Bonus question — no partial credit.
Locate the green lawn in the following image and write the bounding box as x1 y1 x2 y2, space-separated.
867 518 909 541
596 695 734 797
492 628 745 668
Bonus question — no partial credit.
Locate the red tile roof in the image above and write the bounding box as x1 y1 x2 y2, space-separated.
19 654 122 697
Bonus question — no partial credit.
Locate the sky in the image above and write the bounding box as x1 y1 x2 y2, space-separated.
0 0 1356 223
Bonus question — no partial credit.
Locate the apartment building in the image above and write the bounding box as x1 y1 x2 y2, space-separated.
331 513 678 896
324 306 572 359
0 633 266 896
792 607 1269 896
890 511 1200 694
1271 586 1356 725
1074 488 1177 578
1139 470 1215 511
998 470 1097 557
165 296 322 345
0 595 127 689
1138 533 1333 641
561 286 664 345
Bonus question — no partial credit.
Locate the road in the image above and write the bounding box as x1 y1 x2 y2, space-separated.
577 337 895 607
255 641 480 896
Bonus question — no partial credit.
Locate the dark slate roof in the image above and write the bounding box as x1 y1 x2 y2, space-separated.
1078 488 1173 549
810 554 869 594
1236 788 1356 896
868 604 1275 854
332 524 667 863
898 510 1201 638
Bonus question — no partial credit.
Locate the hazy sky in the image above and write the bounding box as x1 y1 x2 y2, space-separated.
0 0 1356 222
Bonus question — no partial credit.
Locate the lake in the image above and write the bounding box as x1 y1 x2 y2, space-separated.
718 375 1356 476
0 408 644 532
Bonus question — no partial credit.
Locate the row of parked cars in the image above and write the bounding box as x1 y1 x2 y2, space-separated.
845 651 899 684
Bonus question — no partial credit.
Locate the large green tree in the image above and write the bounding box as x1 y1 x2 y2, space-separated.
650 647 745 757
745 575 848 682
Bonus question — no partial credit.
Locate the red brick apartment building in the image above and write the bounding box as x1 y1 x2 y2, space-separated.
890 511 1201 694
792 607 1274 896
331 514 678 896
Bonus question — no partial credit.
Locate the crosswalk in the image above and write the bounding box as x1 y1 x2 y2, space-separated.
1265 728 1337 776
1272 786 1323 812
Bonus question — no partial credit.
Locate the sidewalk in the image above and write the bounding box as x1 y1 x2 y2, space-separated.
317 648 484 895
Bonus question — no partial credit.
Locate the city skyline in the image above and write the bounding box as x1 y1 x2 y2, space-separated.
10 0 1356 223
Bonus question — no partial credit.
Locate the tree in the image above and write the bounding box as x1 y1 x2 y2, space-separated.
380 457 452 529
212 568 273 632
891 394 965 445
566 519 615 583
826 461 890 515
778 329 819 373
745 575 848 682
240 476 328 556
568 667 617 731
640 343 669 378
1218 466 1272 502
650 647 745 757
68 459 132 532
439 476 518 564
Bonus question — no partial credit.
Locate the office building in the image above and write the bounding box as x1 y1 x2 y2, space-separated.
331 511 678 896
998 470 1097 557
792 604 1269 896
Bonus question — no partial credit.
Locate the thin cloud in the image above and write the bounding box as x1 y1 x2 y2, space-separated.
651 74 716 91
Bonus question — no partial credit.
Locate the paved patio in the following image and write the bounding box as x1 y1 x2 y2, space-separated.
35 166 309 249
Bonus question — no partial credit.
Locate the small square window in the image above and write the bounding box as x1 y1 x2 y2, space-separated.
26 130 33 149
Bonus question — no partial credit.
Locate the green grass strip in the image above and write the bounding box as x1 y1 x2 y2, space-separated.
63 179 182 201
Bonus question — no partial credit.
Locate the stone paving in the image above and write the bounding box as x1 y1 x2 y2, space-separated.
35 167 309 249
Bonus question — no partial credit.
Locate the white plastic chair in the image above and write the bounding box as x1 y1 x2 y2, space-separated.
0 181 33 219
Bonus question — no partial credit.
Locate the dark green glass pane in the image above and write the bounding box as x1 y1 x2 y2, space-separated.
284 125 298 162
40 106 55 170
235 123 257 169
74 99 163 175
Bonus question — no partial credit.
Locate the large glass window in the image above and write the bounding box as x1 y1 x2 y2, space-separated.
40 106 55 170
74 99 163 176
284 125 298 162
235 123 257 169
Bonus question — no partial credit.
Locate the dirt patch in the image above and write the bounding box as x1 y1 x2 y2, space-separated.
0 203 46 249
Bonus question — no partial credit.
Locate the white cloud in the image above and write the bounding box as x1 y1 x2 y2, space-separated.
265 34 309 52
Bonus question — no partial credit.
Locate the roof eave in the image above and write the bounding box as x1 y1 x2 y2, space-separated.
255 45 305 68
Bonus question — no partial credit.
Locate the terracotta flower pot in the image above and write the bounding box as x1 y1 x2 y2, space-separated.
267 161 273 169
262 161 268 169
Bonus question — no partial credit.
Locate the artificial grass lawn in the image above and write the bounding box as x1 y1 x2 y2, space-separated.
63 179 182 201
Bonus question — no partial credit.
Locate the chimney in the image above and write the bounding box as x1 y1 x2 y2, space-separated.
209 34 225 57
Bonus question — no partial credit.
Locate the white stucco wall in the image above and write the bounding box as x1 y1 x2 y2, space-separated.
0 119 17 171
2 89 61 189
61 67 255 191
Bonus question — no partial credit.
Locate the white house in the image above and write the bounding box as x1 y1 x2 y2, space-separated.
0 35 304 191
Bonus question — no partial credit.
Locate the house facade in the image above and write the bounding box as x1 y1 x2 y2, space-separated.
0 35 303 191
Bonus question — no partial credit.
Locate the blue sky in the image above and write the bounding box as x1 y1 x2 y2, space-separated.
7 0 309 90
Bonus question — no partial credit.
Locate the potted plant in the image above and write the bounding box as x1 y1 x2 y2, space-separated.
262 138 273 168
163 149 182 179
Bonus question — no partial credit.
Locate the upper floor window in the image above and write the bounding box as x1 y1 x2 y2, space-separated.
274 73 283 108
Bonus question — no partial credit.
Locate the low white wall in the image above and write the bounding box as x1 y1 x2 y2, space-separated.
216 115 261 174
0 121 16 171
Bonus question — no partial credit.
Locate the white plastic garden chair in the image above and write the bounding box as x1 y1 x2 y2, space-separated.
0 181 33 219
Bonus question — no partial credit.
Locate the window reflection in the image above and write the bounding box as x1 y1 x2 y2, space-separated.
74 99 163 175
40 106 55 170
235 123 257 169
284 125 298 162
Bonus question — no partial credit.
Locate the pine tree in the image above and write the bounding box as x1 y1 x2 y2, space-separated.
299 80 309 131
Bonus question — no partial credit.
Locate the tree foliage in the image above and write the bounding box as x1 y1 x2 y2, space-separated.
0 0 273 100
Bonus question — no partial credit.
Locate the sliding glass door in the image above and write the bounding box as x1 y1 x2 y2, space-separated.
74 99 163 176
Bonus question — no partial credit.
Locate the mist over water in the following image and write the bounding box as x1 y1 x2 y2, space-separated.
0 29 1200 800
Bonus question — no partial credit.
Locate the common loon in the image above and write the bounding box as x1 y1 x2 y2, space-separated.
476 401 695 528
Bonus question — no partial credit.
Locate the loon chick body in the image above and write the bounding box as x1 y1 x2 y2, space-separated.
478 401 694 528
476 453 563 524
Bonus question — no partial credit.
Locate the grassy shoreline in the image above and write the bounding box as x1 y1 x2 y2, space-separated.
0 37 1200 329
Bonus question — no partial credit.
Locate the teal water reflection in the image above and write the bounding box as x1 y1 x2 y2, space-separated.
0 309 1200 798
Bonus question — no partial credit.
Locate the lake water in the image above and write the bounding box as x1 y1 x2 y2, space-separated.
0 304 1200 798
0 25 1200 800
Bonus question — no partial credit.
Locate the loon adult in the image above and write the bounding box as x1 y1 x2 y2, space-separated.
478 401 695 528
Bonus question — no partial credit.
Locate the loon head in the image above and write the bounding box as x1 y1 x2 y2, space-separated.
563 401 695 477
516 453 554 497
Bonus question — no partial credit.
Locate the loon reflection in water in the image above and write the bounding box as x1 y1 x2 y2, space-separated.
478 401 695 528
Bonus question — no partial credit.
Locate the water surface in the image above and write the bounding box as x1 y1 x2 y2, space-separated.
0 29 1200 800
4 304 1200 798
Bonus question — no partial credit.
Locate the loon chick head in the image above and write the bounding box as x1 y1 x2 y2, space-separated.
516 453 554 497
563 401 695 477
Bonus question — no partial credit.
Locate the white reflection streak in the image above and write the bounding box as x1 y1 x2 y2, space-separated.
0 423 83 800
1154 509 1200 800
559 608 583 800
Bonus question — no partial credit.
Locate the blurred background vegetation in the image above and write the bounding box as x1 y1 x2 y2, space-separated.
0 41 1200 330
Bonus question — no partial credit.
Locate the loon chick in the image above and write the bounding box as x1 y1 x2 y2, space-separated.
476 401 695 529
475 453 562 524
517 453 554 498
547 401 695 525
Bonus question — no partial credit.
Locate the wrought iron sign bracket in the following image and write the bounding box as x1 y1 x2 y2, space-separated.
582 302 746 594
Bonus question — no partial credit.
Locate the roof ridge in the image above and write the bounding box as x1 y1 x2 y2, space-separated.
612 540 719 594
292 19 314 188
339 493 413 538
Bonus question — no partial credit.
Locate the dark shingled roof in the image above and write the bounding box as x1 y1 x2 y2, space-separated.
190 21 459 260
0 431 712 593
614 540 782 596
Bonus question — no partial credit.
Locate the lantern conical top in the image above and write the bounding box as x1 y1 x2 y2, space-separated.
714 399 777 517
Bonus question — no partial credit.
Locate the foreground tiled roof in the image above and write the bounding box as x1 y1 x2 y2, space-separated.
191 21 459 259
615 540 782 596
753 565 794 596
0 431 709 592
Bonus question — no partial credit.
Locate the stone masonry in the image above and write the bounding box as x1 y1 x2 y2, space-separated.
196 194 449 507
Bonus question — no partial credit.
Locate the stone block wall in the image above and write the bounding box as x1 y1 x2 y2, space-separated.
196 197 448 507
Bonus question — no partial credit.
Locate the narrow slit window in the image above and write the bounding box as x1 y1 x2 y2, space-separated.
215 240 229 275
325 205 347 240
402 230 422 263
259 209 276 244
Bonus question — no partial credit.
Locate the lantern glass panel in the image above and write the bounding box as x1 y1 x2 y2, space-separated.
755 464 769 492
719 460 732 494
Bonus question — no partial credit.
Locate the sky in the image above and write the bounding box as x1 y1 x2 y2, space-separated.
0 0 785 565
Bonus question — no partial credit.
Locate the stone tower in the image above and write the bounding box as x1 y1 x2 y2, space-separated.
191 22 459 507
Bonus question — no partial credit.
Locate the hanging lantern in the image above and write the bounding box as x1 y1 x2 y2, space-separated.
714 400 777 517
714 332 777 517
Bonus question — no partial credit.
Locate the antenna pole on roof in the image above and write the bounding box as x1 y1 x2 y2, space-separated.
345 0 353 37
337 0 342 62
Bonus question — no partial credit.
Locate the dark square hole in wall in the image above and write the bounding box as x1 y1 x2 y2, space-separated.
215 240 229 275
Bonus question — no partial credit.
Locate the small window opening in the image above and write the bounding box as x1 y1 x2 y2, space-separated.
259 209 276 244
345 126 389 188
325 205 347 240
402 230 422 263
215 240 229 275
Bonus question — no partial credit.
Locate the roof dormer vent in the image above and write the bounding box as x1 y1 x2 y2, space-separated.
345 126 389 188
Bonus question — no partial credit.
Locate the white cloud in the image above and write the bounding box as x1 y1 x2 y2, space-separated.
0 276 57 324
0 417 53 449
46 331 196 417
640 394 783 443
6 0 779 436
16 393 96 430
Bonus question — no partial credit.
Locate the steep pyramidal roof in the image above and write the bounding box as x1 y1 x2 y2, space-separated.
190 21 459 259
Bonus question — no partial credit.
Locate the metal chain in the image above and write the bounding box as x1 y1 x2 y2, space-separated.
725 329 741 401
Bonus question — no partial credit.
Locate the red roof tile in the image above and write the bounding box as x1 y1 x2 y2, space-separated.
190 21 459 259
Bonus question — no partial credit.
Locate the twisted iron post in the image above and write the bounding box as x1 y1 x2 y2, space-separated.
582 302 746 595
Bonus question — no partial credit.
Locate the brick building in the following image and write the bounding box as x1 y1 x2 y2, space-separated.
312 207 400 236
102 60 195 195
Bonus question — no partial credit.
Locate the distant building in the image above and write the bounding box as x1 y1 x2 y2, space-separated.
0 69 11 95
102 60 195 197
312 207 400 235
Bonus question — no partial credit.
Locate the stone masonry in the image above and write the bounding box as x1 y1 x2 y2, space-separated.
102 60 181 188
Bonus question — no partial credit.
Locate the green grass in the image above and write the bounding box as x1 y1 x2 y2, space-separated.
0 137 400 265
○ ○ ○
GOAL OF THE EXERCISE. Pull out every line in the entries above that contains the word "plastic", matching case exactly.

TASK SOLUTION.
Locate the white plastic chair in the image above and write the bounding box as x1 y1 x2 y2, space-separated.
Locate the white plastic garden chair in the image above and write the bounding box as x1 y1 x2 y2, space-separated.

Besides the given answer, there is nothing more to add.